Responda com base no relato sobre o Drº Manoel:
(a) Em que cidade o Drº Manoel escolheu clinicar?
(b) O que as pessoas sentadas à porta da casa dele bebericavam durante as festas juninas?
(c) Na época, o que significava dizer que "ninguém comeria sua fogueira crua"?

• **Trecho da fonte**:
------

O ano não mais me recordo. Acho que por volta de 1960 a 1962, em Itiúba tinha um médico chamado carinhosamente “Drº Manoel”, um sujeito todo bondade que, formado na capital, escolheu a cidade de Itiúba para clinicar. Era ele uma mistura de todas as especialidades. Parece ter sido talhado para ser médico nos sertões carentes e tão necessitados. Bonachão e simplório, cheio de amigos e camaradagens, o doutor gostava de uma branquinha que sorvia como se fosse o último gole da vida, o que não lhe tirava os méritos do reconhecimento de ser, quanto mais alto, um excelente médico. Aplicava injeção, visitava enfermos em suas casas e, praticamente, não cobrava dos pacientes. Era um caridoso, um mão-aberta, um sujeito porreta, mas explorado evidentemente. Durante as festas juninas, costumava recepcionar em sua casa muitas pessoas que ficavam sentadas à porta, enquanto bebericavam, segundo o costume local e da época, fartos goles de puro licor de jenipapo.         

Costumava acender a sua fogueira e se jatanciava de que “ninguém comeria sua fogueira crua”, o que na época significava que ninguém derrubaria antes do fogo consumir todo o caule e madeira, quando a turma avançava em disputa alegre e feliz, os frutos e até o segredo que era uma prenda de maior valor.          

Municiava-se de espadas que nada mais eram do que busca-pés, fogos letais e que exigem perícia de quem os queima. Numa dessas festas, meu pai Joaquim Brandão, que ainda era relativamente jovem, fora convidado com sua “turma” que era eu o Mario (falecido), e o Aloísio, um moço praticamente criado em nossa casa, para que fôssemos fazer uma guerra de espadas.

------

• **Trechos do material**:
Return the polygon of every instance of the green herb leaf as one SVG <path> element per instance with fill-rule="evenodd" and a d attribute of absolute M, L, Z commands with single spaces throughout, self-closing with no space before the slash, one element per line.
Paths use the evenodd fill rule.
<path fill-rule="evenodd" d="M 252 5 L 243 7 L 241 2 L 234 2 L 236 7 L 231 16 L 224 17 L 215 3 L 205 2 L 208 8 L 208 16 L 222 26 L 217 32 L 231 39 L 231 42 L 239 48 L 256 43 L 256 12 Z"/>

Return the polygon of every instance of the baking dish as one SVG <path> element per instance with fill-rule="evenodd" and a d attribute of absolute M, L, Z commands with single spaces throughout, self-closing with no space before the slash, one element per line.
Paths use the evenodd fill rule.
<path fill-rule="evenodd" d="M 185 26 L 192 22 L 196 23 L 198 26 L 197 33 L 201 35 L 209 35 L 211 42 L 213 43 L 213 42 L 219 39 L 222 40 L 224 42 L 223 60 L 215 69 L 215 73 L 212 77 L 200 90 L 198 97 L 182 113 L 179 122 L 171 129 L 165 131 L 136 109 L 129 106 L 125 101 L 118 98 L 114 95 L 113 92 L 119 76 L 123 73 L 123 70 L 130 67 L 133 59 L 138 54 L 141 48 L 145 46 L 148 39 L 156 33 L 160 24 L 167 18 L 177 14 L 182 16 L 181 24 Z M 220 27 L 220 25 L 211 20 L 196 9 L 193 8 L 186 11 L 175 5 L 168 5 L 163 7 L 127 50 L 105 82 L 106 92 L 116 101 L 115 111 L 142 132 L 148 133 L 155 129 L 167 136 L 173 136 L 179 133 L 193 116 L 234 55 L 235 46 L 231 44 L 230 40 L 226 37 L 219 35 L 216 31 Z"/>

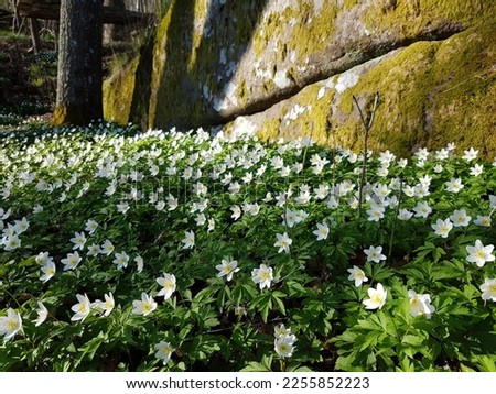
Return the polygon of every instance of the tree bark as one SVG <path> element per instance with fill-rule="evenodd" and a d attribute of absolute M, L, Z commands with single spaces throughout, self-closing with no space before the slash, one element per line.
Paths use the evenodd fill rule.
<path fill-rule="evenodd" d="M 104 8 L 105 7 L 111 7 L 114 9 L 119 9 L 122 12 L 126 12 L 125 0 L 104 0 Z M 122 25 L 109 23 L 104 26 L 104 42 L 105 43 L 109 43 L 112 41 L 120 41 L 122 39 L 122 36 L 123 36 Z"/>
<path fill-rule="evenodd" d="M 61 0 L 19 0 L 15 10 L 21 17 L 58 20 L 60 8 Z M 104 7 L 103 13 L 103 23 L 119 25 L 147 25 L 154 19 L 151 13 L 128 11 L 119 7 Z"/>
<path fill-rule="evenodd" d="M 55 125 L 103 118 L 101 25 L 101 0 L 62 0 Z"/>
<path fill-rule="evenodd" d="M 33 52 L 37 54 L 41 51 L 41 40 L 40 40 L 40 21 L 34 18 L 30 18 L 30 33 L 31 42 L 33 43 Z"/>

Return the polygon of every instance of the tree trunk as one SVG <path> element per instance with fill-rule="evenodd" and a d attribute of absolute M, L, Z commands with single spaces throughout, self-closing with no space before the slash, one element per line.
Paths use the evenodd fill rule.
<path fill-rule="evenodd" d="M 125 0 L 104 0 L 104 7 L 110 7 L 112 9 L 122 10 L 126 12 Z M 104 21 L 105 23 L 105 21 Z M 112 41 L 120 41 L 123 37 L 122 25 L 106 24 L 104 26 L 104 42 L 109 43 Z"/>
<path fill-rule="evenodd" d="M 31 42 L 33 44 L 33 52 L 35 54 L 41 51 L 40 30 L 40 21 L 37 19 L 30 18 Z"/>
<path fill-rule="evenodd" d="M 62 0 L 58 46 L 53 123 L 101 119 L 101 0 Z"/>
<path fill-rule="evenodd" d="M 15 12 L 26 18 L 58 20 L 60 9 L 61 0 L 19 0 Z M 104 7 L 103 13 L 103 23 L 147 26 L 154 21 L 154 15 L 151 13 L 128 11 L 120 7 Z"/>

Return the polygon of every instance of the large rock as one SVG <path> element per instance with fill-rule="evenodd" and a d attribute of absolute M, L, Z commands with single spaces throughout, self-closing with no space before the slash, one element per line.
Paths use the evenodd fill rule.
<path fill-rule="evenodd" d="M 312 138 L 360 150 L 363 110 L 380 100 L 370 147 L 408 156 L 419 146 L 475 146 L 496 157 L 496 23 L 438 42 L 418 42 L 309 85 L 270 109 L 239 117 L 224 129 L 265 139 Z"/>
<path fill-rule="evenodd" d="M 335 138 L 354 142 L 356 127 L 345 121 L 354 117 L 351 95 L 356 94 L 365 103 L 367 91 L 378 90 L 386 100 L 381 110 L 387 107 L 391 113 L 387 121 L 376 123 L 377 128 L 380 124 L 381 138 L 408 142 L 410 146 L 438 138 L 434 118 L 445 117 L 448 124 L 452 113 L 452 123 L 460 128 L 460 121 L 455 120 L 461 117 L 460 97 L 471 97 L 461 110 L 467 116 L 474 111 L 468 107 L 473 103 L 475 108 L 475 100 L 489 97 L 494 73 L 477 62 L 474 51 L 482 52 L 477 40 L 490 41 L 487 31 L 494 30 L 495 15 L 493 0 L 175 0 L 158 26 L 153 50 L 144 51 L 139 59 L 106 83 L 106 116 L 148 127 L 191 128 L 224 124 L 255 113 L 249 120 L 252 123 L 255 119 L 267 119 L 263 124 L 258 122 L 258 129 L 266 130 L 272 124 L 280 130 L 287 122 L 284 114 L 280 117 L 270 108 L 274 105 L 283 108 L 287 103 L 280 102 L 290 100 L 295 102 L 290 118 L 309 106 L 313 112 L 322 108 L 325 119 L 335 124 Z M 461 59 L 451 81 L 443 79 L 441 66 L 431 70 L 440 75 L 429 74 L 429 62 L 442 63 L 450 56 L 448 47 L 454 42 L 449 37 L 466 29 L 479 39 L 461 35 L 459 51 L 473 56 L 475 64 L 468 57 L 463 61 L 463 53 L 454 53 L 452 56 L 460 55 Z M 405 50 L 393 52 L 399 48 Z M 386 54 L 386 58 L 378 59 Z M 489 62 L 492 54 L 486 57 Z M 345 73 L 358 65 L 364 66 Z M 392 67 L 391 73 L 386 67 Z M 416 75 L 416 81 L 407 76 L 407 70 Z M 446 68 L 445 73 L 449 72 Z M 342 73 L 344 86 L 358 78 L 356 89 L 365 90 L 339 92 L 339 87 L 337 90 L 331 87 L 339 86 L 339 81 L 328 78 L 337 78 Z M 471 77 L 473 73 L 486 74 Z M 431 78 L 435 80 L 431 83 Z M 319 99 L 319 90 L 325 84 L 328 91 Z M 429 90 L 432 86 L 436 89 Z M 312 89 L 317 92 L 305 101 L 303 97 Z M 463 94 L 457 95 L 460 91 Z M 408 103 L 412 107 L 408 108 Z M 256 114 L 260 112 L 265 113 Z M 401 113 L 427 120 L 407 121 Z M 322 128 L 321 121 L 314 120 L 313 127 Z M 485 119 L 474 121 L 485 123 Z M 417 129 L 419 124 L 424 129 Z M 407 138 L 403 133 L 409 125 L 413 129 Z M 290 132 L 282 129 L 282 133 Z"/>

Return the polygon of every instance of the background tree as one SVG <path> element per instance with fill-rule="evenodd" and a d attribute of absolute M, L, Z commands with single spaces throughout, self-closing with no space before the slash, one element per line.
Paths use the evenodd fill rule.
<path fill-rule="evenodd" d="M 62 0 L 57 95 L 53 123 L 103 118 L 101 0 Z"/>

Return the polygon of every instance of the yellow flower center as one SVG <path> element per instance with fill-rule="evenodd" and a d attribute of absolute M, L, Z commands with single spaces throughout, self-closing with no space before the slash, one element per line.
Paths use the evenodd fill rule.
<path fill-rule="evenodd" d="M 8 321 L 7 321 L 7 329 L 9 330 L 9 331 L 13 331 L 13 330 L 15 330 L 18 328 L 18 321 L 17 320 L 14 320 L 14 319 L 9 319 Z"/>

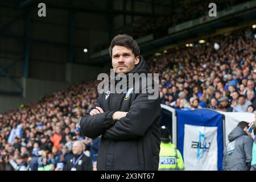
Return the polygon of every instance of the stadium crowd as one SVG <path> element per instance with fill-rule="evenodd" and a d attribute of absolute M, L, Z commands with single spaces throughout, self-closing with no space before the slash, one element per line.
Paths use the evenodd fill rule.
<path fill-rule="evenodd" d="M 159 73 L 162 104 L 255 113 L 256 39 L 250 28 L 145 59 L 150 72 Z M 0 170 L 65 170 L 76 154 L 75 141 L 95 167 L 100 138 L 83 136 L 77 123 L 96 102 L 96 80 L 0 115 Z"/>

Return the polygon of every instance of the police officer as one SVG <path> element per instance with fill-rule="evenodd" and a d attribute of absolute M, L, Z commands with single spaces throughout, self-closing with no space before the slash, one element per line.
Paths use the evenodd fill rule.
<path fill-rule="evenodd" d="M 159 171 L 180 171 L 184 169 L 184 165 L 180 151 L 171 143 L 169 131 L 163 126 L 160 128 Z"/>
<path fill-rule="evenodd" d="M 92 161 L 83 152 L 85 147 L 82 142 L 74 142 L 72 146 L 73 155 L 67 163 L 65 171 L 92 171 Z"/>

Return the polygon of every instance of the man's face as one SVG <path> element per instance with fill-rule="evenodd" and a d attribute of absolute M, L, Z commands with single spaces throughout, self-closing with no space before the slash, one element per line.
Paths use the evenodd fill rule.
<path fill-rule="evenodd" d="M 245 131 L 245 133 L 247 134 L 247 135 L 248 136 L 251 136 L 251 134 L 250 132 L 248 132 L 247 130 L 248 130 L 248 127 L 245 127 L 243 129 L 243 131 Z"/>
<path fill-rule="evenodd" d="M 131 49 L 115 46 L 112 49 L 112 65 L 116 73 L 127 73 L 139 62 L 139 56 L 135 57 Z"/>
<path fill-rule="evenodd" d="M 249 101 L 251 101 L 253 100 L 253 97 L 254 97 L 254 96 L 253 95 L 253 94 L 252 93 L 249 93 L 247 94 L 247 98 L 248 98 L 248 100 Z"/>
<path fill-rule="evenodd" d="M 245 104 L 245 99 L 243 97 L 239 97 L 238 102 L 240 105 L 244 105 Z"/>
<path fill-rule="evenodd" d="M 79 142 L 75 142 L 72 146 L 73 154 L 75 155 L 79 155 L 82 152 L 82 146 Z"/>

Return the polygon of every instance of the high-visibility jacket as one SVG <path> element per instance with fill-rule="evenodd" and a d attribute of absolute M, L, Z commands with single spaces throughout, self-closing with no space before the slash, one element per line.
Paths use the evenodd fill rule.
<path fill-rule="evenodd" d="M 184 165 L 180 151 L 171 142 L 161 142 L 159 171 L 184 170 Z"/>

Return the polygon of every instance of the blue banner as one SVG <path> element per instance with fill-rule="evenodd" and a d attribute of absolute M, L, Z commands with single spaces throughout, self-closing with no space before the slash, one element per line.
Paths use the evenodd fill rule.
<path fill-rule="evenodd" d="M 185 169 L 222 170 L 222 115 L 208 109 L 176 111 L 177 148 Z"/>

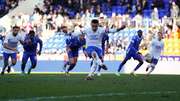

------

• **Resolução do problema**:
(a) Em Itiúba.
(b) Fartos goles de puro licor de jenipapo.
(c) Que ninguém derrubaria a fogueira antes de o fogo consumir todo o caule e a madeira.